**MATERIAL SHOWN**
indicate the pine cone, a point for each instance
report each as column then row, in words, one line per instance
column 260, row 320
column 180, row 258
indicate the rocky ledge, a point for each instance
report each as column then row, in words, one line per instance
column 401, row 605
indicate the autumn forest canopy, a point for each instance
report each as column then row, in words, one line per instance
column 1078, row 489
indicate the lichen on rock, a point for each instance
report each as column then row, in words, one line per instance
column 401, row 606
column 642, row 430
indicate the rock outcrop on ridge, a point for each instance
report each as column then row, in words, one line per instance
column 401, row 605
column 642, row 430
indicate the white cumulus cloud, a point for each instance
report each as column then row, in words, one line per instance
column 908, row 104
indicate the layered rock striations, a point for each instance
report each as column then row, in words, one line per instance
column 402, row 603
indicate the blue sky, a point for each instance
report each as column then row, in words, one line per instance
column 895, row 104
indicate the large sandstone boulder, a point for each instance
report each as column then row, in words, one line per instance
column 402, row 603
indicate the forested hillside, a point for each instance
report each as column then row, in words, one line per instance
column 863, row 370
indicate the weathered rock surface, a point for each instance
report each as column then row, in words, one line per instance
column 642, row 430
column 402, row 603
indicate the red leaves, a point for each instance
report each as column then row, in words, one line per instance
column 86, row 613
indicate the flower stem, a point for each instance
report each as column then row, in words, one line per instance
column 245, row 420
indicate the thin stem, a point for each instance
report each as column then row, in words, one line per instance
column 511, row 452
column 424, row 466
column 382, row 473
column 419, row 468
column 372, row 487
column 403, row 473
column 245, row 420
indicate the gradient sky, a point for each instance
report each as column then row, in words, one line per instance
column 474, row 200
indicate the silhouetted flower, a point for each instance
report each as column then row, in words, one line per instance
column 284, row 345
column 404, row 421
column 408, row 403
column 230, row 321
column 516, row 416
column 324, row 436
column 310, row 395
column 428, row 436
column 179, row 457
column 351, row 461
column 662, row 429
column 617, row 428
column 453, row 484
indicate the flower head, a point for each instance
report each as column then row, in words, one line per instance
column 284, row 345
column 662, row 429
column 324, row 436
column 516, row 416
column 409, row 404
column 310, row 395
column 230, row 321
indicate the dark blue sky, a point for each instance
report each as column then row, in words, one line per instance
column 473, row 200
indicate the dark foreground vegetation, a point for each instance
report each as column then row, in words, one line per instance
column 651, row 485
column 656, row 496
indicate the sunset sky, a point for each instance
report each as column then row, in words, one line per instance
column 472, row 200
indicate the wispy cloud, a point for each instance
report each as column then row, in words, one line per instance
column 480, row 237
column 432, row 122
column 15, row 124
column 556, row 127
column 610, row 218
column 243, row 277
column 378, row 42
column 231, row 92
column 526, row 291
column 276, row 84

**AIM**
Copy out the entries between the line holding "indicate the layered" and the line holding "column 86, row 613", inclusive, reproducing each line unchanged.

**THE ANSWER**
indicate the layered rock striations, a point for each instance
report each as column then row, in words, one line per instance
column 402, row 603
indicate the blue sky, a point for each instance
report each as column then row, in words, one line per instance
column 895, row 104
indicate the large sandstone boulder, a point for each instance
report each as column then row, in words, one line per instance
column 402, row 603
indicate the forested hillside, a point for each instance
report each as column then row, in words, one line per instance
column 863, row 370
indicate the weathered rock surface, a point for each instance
report each as column then row, in words, one line per instance
column 642, row 430
column 402, row 603
indicate the red leaves, a point for each instance
report each as column then row, in words, one line per instance
column 86, row 613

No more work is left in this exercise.